--- Start of DATA SUPPLIED ---

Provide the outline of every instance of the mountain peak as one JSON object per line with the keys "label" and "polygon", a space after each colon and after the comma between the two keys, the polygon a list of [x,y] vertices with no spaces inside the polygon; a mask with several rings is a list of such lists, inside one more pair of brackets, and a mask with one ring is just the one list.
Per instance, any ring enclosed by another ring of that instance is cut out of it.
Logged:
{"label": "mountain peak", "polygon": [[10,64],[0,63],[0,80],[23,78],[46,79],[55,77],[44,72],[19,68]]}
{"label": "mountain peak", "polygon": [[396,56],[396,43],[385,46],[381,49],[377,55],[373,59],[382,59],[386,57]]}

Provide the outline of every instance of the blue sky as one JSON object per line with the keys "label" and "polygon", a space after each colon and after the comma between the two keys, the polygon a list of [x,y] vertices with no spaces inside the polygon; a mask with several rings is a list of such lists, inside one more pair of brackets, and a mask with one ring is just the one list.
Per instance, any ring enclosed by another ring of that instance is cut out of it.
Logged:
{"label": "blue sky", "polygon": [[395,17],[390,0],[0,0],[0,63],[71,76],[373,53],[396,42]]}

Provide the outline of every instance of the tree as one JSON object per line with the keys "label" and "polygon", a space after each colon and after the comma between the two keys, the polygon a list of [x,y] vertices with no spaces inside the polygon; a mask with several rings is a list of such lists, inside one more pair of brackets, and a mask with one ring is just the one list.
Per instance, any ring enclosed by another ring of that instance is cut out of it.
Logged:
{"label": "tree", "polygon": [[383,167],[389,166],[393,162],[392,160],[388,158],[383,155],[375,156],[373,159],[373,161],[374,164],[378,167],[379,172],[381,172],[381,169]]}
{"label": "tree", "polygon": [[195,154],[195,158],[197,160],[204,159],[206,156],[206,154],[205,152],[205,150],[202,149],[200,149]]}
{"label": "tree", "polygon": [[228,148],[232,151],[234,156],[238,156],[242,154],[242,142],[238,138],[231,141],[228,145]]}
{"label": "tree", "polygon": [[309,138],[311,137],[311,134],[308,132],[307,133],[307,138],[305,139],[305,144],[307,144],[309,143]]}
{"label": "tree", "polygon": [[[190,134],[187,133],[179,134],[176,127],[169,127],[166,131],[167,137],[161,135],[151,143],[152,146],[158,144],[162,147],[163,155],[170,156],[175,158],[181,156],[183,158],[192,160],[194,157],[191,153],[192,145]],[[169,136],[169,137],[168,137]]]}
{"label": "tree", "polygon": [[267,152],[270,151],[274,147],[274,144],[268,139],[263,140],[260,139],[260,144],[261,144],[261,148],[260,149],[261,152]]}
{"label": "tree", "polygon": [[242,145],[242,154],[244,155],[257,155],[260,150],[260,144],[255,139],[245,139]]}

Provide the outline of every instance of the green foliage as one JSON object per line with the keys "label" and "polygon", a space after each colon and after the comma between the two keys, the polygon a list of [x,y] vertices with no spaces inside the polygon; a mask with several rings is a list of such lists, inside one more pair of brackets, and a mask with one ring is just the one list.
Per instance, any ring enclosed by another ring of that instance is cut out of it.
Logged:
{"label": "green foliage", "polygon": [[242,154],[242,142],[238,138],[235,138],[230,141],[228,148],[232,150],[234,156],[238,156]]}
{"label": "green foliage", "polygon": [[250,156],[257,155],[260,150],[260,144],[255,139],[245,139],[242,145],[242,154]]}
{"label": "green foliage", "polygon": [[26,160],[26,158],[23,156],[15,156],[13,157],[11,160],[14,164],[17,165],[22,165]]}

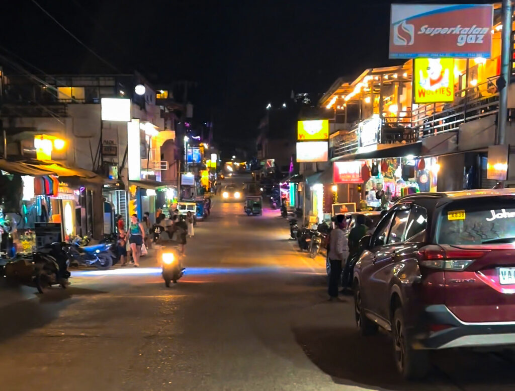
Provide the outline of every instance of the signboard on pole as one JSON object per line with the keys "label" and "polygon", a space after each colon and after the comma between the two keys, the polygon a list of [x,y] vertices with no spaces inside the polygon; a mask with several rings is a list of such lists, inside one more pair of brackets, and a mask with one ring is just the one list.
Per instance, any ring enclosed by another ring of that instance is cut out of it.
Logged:
{"label": "signboard on pole", "polygon": [[363,183],[361,168],[364,162],[335,162],[333,166],[333,183]]}
{"label": "signboard on pole", "polygon": [[392,4],[390,58],[490,58],[492,4]]}
{"label": "signboard on pole", "polygon": [[454,100],[454,59],[416,58],[413,79],[415,103]]}

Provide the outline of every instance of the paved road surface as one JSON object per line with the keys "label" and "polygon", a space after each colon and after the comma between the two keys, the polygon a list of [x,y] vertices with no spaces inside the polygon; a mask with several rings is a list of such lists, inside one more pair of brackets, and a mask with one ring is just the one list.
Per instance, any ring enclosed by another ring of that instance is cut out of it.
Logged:
{"label": "paved road surface", "polygon": [[74,271],[36,295],[0,290],[0,390],[512,390],[513,363],[441,352],[423,383],[401,381],[391,342],[359,338],[352,300],[327,301],[324,260],[288,240],[278,211],[217,200],[165,287],[143,267]]}

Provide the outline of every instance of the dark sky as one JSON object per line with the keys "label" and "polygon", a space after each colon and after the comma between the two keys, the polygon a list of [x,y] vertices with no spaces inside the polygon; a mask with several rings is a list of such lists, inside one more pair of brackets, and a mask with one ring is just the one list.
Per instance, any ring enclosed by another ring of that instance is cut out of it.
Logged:
{"label": "dark sky", "polygon": [[[212,110],[220,141],[253,137],[267,103],[291,90],[323,92],[340,76],[393,63],[389,1],[37,1],[120,72],[197,81],[195,116],[209,120]],[[4,3],[0,53],[49,74],[116,72],[32,0]]]}

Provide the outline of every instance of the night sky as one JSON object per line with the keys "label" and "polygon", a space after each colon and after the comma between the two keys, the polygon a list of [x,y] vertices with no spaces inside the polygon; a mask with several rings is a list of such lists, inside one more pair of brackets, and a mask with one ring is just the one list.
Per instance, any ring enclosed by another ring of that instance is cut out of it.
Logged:
{"label": "night sky", "polygon": [[212,111],[222,142],[253,137],[266,104],[292,90],[322,93],[339,76],[399,63],[388,59],[389,1],[37,1],[115,69],[31,0],[4,2],[0,53],[48,74],[136,69],[152,81],[197,81],[194,115]]}

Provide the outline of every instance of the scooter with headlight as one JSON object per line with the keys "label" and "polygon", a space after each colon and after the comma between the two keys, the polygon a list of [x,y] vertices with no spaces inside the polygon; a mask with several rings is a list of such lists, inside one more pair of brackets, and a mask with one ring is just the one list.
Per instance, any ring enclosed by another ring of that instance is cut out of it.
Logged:
{"label": "scooter with headlight", "polygon": [[182,257],[175,249],[164,249],[161,252],[163,279],[167,287],[170,282],[177,283],[179,279],[184,274],[185,268],[182,267]]}

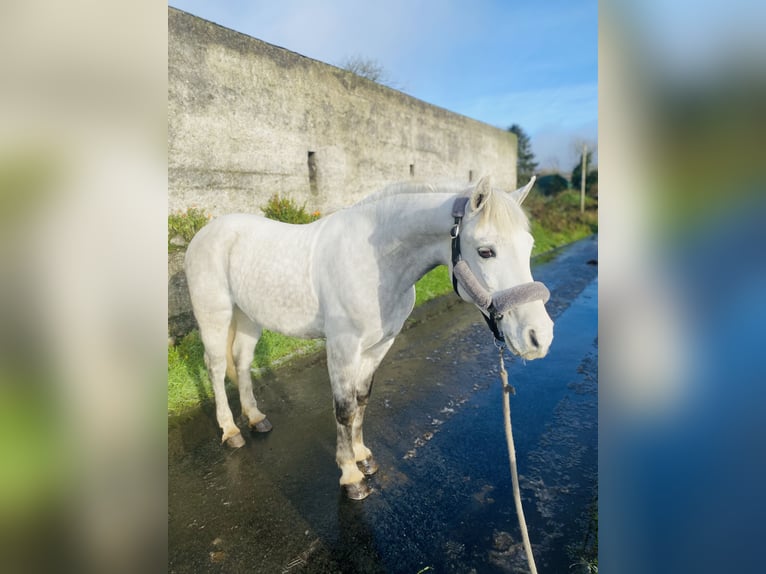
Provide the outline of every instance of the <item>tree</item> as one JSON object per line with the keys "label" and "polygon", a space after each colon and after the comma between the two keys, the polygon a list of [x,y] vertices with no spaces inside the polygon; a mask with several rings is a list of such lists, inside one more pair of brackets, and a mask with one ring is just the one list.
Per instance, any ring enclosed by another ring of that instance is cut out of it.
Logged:
{"label": "tree", "polygon": [[543,195],[556,195],[567,189],[569,182],[558,173],[551,173],[538,177],[535,187]]}
{"label": "tree", "polygon": [[516,134],[518,150],[516,152],[516,181],[517,185],[525,185],[537,170],[535,154],[532,152],[532,142],[519,124],[513,124],[508,131]]}
{"label": "tree", "polygon": [[[585,154],[585,193],[598,194],[598,169],[591,169],[591,162],[593,160],[593,152],[588,151]],[[577,160],[577,165],[572,169],[572,178],[569,180],[572,182],[572,187],[580,189],[582,181],[582,158]]]}
{"label": "tree", "polygon": [[343,60],[338,67],[378,84],[398,89],[396,82],[391,79],[386,69],[380,62],[372,58],[350,56]]}

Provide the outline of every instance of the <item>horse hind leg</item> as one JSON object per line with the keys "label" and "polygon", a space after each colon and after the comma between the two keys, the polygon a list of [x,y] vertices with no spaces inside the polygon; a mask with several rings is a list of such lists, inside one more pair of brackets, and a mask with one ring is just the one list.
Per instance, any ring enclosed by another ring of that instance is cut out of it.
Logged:
{"label": "horse hind leg", "polygon": [[[242,414],[247,418],[248,425],[256,432],[269,432],[272,428],[269,419],[258,409],[258,402],[253,394],[253,379],[250,366],[258,339],[261,337],[261,327],[253,322],[238,307],[234,307],[232,329],[229,333],[229,352],[233,365],[229,370],[236,377],[239,387],[239,401]],[[231,377],[231,375],[230,375]]]}
{"label": "horse hind leg", "polygon": [[370,376],[369,381],[365,381],[357,391],[356,395],[356,416],[351,427],[351,441],[354,449],[354,460],[356,466],[365,476],[372,476],[378,472],[378,463],[372,456],[372,451],[364,444],[364,435],[362,425],[364,424],[364,412],[367,409],[367,402],[372,393],[372,383],[374,375]]}
{"label": "horse hind leg", "polygon": [[215,416],[223,432],[221,442],[232,448],[245,444],[242,433],[234,422],[226,396],[224,376],[226,374],[227,331],[231,323],[232,311],[220,309],[216,312],[199,313],[200,337],[205,346],[205,364],[215,397]]}

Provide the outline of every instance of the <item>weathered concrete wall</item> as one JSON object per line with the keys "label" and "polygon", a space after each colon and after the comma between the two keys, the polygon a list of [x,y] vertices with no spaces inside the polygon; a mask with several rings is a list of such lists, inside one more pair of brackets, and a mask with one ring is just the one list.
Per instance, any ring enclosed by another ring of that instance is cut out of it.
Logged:
{"label": "weathered concrete wall", "polygon": [[327,213],[469,173],[513,188],[516,137],[169,8],[171,211],[258,212],[280,193]]}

--- End of DATA SUPPLIED ---

## [YOUR OBJECTIVE]
Keep only the lines above that contain the string "blue", and copy each one out in full. Case counts.

## [RESPONSE TO THIS TASK]
Provide the outline of every instance of the blue sky as one JSON object per line with the keys "label" and "polygon", a space after each colon and after the comma between the two keys, the polygon a list of [x,y] vertices with no spaces inside the polygon; a mask with several rings is a list of such lists, inside one more pair of brackets, and a mask with one ring is just the one list.
{"label": "blue sky", "polygon": [[395,17],[390,0],[0,0],[0,63],[71,76],[373,53],[396,42]]}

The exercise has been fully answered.